Task inputs >>

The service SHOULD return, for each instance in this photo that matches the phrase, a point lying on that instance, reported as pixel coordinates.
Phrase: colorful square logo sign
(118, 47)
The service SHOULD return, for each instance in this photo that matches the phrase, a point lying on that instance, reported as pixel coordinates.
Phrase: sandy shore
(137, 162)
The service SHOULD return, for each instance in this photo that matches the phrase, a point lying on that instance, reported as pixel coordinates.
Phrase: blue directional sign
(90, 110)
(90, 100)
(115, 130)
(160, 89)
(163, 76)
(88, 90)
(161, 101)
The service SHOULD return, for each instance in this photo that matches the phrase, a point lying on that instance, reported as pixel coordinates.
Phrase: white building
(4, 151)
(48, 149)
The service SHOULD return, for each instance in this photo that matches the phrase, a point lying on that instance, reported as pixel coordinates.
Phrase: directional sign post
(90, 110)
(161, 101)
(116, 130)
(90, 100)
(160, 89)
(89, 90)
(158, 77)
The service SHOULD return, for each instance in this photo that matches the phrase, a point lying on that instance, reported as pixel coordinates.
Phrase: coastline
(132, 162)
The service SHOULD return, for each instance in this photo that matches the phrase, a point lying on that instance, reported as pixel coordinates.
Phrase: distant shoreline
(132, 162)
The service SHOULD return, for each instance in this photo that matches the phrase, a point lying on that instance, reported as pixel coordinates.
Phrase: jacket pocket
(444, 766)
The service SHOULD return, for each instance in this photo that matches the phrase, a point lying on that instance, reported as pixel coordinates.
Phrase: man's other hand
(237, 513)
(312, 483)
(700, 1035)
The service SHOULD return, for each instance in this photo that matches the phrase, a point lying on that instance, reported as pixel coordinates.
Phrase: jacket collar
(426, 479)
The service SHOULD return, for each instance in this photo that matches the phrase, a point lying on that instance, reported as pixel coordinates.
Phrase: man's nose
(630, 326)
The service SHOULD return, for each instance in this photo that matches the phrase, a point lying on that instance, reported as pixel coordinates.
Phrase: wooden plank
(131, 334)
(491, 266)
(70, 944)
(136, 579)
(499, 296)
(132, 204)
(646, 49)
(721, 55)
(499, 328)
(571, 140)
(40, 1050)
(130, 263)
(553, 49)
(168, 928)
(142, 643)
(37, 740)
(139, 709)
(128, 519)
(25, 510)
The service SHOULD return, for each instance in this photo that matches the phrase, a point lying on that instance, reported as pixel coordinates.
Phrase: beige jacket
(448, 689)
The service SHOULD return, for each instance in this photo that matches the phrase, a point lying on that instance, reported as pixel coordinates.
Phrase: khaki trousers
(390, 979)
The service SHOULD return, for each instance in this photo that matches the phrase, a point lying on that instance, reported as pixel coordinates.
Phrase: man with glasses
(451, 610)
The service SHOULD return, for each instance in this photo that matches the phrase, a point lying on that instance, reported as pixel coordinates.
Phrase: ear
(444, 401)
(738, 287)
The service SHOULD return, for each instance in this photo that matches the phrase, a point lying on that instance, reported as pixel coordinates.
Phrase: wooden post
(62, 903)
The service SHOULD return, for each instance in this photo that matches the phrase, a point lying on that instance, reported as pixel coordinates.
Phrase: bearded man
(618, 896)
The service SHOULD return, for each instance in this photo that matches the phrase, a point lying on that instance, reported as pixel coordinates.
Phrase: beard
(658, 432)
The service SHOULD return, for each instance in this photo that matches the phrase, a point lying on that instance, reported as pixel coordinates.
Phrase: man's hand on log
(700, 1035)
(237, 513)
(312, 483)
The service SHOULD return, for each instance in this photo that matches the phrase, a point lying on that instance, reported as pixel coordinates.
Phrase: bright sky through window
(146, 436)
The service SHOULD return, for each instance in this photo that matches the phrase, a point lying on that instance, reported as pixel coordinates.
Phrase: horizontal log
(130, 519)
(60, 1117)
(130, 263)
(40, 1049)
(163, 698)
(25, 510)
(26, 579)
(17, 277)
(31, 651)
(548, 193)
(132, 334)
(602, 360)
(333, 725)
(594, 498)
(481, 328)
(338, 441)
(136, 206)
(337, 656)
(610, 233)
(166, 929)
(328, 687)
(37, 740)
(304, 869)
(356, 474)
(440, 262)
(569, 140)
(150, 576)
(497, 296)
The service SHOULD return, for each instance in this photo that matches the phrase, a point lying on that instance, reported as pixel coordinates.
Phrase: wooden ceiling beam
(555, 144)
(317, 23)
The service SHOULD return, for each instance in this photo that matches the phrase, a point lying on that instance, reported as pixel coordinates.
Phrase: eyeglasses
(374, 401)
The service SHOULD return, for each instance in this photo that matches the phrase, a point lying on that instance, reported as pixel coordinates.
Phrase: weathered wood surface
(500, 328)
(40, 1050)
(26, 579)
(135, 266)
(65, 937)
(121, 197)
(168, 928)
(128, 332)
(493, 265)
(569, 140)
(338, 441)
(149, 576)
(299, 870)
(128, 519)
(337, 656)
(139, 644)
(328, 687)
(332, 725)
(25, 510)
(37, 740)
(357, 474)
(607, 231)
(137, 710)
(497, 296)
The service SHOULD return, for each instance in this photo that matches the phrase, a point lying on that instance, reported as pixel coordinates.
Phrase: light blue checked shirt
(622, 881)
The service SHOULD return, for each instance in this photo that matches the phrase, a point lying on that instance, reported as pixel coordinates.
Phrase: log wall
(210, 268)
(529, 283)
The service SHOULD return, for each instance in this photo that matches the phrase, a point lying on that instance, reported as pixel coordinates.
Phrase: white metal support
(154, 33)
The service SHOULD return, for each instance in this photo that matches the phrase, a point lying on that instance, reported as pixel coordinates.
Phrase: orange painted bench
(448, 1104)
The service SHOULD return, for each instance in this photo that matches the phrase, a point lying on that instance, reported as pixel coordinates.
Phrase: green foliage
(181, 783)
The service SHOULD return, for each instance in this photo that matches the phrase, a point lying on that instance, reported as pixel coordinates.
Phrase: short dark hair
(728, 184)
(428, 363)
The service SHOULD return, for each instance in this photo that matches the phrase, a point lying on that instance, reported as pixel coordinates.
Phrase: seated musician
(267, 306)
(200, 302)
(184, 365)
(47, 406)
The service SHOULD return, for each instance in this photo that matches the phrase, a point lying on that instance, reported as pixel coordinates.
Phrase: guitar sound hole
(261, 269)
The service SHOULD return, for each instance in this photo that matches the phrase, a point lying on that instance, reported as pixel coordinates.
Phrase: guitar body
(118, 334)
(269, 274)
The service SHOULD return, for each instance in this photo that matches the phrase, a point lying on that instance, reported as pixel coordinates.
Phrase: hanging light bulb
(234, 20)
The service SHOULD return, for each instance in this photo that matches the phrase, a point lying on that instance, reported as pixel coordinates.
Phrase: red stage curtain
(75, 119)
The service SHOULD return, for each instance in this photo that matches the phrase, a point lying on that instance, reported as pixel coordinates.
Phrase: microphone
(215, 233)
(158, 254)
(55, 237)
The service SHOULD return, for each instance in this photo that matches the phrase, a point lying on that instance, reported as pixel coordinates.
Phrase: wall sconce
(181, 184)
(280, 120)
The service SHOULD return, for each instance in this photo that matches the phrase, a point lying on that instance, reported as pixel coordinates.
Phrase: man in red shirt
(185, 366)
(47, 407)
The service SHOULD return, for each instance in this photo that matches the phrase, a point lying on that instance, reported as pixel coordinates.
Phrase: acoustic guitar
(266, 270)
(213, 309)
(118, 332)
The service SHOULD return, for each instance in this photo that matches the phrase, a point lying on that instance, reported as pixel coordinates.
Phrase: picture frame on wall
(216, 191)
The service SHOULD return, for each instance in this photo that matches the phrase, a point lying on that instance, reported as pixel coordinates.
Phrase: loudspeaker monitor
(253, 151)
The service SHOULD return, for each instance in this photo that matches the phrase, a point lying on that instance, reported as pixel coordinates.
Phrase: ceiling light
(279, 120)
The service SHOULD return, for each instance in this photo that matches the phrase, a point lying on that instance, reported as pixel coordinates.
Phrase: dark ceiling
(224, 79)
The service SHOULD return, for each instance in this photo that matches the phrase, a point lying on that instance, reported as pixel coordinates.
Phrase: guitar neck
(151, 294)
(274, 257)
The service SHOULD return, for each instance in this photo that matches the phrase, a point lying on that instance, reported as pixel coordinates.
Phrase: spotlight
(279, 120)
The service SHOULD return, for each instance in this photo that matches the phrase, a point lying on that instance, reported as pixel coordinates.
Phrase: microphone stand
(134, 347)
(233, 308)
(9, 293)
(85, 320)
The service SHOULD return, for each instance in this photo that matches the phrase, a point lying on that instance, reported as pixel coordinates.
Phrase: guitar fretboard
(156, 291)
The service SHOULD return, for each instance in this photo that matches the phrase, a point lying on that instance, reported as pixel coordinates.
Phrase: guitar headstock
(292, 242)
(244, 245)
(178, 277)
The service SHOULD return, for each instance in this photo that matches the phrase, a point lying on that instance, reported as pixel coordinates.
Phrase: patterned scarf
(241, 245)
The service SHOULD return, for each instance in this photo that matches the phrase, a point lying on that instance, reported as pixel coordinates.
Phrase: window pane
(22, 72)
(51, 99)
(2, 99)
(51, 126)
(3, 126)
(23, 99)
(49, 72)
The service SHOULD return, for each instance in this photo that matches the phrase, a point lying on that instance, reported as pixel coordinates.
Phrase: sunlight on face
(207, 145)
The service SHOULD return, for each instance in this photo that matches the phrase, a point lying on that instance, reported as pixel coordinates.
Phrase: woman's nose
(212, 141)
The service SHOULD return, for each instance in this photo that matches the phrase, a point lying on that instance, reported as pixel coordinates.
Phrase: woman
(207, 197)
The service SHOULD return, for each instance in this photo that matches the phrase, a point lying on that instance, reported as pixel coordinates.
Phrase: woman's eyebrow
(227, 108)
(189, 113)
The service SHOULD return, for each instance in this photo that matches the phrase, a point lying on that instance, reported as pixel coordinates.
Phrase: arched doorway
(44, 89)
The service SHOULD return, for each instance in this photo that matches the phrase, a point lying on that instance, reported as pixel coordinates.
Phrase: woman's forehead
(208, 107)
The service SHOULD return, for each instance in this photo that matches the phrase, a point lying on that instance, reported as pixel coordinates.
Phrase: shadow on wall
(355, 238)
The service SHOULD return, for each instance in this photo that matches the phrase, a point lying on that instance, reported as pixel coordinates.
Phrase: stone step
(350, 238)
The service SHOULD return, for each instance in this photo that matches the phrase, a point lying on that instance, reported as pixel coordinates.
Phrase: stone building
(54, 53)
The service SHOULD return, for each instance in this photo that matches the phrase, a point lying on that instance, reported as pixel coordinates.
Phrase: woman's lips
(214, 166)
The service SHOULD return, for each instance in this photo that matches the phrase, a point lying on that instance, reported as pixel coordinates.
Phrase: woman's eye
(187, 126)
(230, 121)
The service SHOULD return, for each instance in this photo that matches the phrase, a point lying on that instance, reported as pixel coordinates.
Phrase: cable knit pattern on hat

What the task requires >> Count the lines in the entries above that contain the string "wall", treating uppercase and lowercase as different. Reply with the number alone.

Task result >> 4